§ Objective
Pick out every line below that contains the word "dark" and copy each one.

§ Records shown
[start]
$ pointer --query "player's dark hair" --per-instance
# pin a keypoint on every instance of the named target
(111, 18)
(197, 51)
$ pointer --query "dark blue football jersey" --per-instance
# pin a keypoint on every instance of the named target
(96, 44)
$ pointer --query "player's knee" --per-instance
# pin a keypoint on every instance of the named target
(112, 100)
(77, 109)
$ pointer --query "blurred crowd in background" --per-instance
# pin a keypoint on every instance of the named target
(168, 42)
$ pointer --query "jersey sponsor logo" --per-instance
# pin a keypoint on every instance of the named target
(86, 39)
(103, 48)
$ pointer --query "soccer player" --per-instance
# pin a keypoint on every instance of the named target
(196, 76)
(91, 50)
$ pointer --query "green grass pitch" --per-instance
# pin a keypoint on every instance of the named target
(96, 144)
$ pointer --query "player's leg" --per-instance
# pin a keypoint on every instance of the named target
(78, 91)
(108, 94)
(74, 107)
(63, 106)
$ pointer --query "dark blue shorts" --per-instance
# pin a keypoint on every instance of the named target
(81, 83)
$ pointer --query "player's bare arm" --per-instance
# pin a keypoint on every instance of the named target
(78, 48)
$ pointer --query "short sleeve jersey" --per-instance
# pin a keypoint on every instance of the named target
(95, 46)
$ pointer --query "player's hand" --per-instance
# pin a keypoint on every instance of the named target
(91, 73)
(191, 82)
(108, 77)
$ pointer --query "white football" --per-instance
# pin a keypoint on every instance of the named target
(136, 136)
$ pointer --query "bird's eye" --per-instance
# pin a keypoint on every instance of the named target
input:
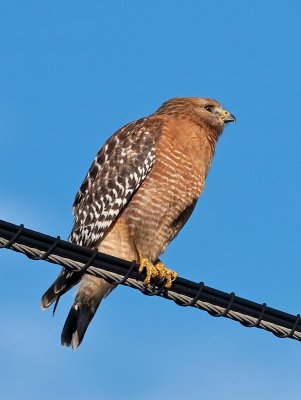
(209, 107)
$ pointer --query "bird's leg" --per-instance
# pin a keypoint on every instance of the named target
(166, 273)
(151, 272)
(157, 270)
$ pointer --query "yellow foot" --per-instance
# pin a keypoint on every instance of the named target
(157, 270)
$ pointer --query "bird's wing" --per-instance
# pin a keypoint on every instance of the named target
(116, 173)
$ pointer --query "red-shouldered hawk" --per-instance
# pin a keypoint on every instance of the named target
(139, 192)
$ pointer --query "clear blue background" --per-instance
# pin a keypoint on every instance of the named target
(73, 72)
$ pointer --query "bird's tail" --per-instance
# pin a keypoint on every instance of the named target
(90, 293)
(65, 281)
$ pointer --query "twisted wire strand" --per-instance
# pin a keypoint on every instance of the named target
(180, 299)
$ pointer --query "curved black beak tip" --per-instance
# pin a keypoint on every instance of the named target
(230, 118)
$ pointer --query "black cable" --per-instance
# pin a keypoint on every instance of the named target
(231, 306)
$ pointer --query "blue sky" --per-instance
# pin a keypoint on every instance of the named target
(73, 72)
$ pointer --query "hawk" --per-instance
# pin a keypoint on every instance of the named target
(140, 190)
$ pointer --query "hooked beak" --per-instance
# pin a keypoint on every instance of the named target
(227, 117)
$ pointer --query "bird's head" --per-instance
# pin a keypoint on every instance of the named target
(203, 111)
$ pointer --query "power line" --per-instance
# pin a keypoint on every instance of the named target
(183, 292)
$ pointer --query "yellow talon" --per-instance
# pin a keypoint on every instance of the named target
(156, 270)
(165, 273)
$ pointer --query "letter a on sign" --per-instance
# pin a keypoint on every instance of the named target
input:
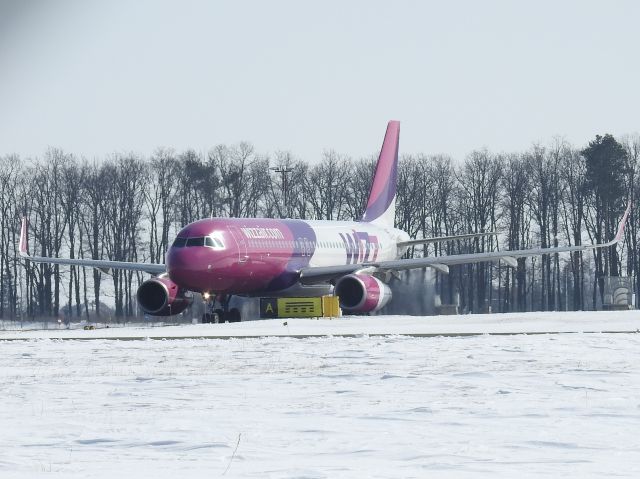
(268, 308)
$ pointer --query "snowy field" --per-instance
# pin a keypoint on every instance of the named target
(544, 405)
[end]
[start]
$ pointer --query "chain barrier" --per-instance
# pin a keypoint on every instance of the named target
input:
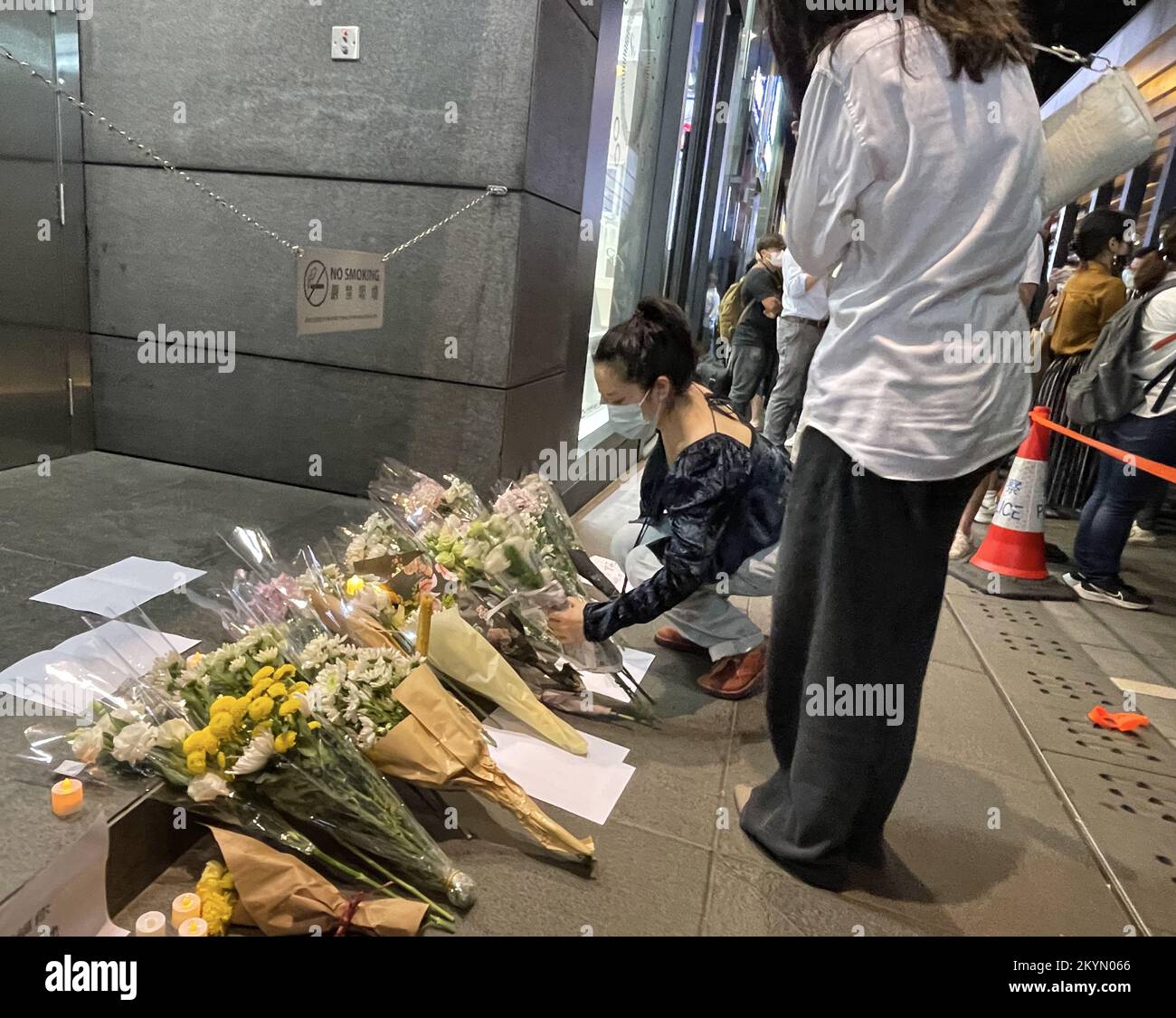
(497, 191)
[end]
§ Full solution
$ pointer --query "player's dark hair" --per-instance
$ pointer --query "dark blue football jersey" --per-instance
$ pointer --query "dark blue shorts" --per-instance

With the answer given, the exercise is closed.